**Cosa fare:** Puoi riportare parola per parola il passo dell'articolo sul Consiglio di sicurezza che parte da "Il Consiglio di Sicurezza delle" e prosegue fino a "non siamo d’accordo."?

**Fonte:**
:::

Consiglio di sicurezza delle Nazioni Unite su Gerusalemme: “si rischia un’escalation di violenza”. Usa ed Ue in disaccordo

di Vanessa Tomassini 

 

Il Consiglio di Sicurezza delle Nazioni Unite si è riunito oggi su richiesta di otto stati membri su quindici per discutere la decisione del presidente degli Stati Uniti, Donald Trump, di riconoscere Gerusalemme come capitale d’Israele dopo aver avviato le procedure per il trasferimento dell’ambasciata americana da Tel Aviv in Terra Santa. La richiesta al segretario generale dell’Onu, Antonio Guterres, è stata fatta da Francia, Bolivia, Egitto, Italia (presidente di turno), Senegal, Svezia, Gran Bretagna e Uruguay, tramite una lettera che inizia con “we disagree…”, ossia noi non siamo d’accordo.
L’ambasciatore israeliano presso le Nazioni Unite, Danny Danon, ha accolto invece favorevolmente la decisione americana. “La dichiarazione del presidente Trump segna una pietra miliare per Israele, per la pace e per il mondo”, ha affermato. “L’annuncio di mercoledì ha rivelato una triste verità su alcune persone in tutto il mondo. Le persone che minacciano di accendere un’ondata di violenza”, ha continuato, aggiungendo che “questo annuncio dovrebbe servire come controllo della realtà per i palestinesi. Possono scegliere la violenza come hanno sempre fatto, oppure possono scegliere di unirsi a noi al tavolo delle trattative. Il Consiglio di Sicurezza deve inviare un chiaro messaggio che non c’è mai una scusa per la violenza. La violenza non deve mai essere usata come una minaccia”.

:::

**Righe archiviate:**
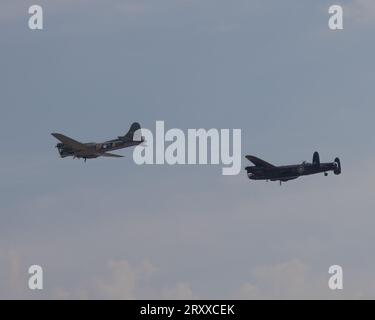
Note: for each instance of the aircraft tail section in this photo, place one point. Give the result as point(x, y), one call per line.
point(130, 134)
point(316, 159)
point(259, 162)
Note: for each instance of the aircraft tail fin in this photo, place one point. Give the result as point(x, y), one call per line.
point(130, 134)
point(316, 159)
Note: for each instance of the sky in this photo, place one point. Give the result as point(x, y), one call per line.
point(111, 229)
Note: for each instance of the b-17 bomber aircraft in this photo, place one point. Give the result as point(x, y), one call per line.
point(72, 148)
point(266, 171)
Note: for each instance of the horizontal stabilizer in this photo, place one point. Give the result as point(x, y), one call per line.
point(259, 162)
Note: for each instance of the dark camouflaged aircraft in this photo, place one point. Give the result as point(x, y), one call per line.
point(266, 171)
point(72, 148)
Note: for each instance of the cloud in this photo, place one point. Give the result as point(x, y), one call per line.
point(181, 291)
point(123, 280)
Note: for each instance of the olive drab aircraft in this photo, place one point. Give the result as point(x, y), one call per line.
point(266, 171)
point(72, 148)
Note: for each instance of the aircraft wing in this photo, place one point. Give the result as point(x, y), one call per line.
point(107, 154)
point(259, 162)
point(69, 141)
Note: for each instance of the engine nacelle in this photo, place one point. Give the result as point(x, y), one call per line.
point(316, 159)
point(338, 166)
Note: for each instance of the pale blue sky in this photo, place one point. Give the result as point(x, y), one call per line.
point(271, 68)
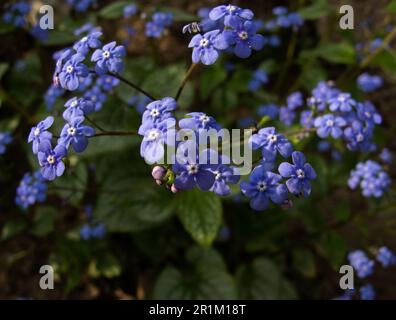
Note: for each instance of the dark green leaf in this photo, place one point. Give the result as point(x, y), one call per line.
point(201, 214)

:::

**Risposta:**
Il Consiglio di Sicurezza delle Nazioni Unite si è riunito oggi su richiesta di otto stati membri su quindici per discutere la decisione del presidente degli Stati Uniti, Donald Trump, di riconoscere Gerusalemme come capitale d’Israele dopo aver avviato le procedure per il trasferimento dell’ambasciata americana da Tel Aviv in Terra Santa. La richiesta al segretario generale dell’Onu, Antonio Guterres, è stata fatta da Francia, Bolivia, Egitto, Italia (presidente di turno), Senegal, Svezia, Gran Bretagna e Uruguay, tramite una lettera che inizia con “we disagree…”, ossia noi non siamo d’accordo.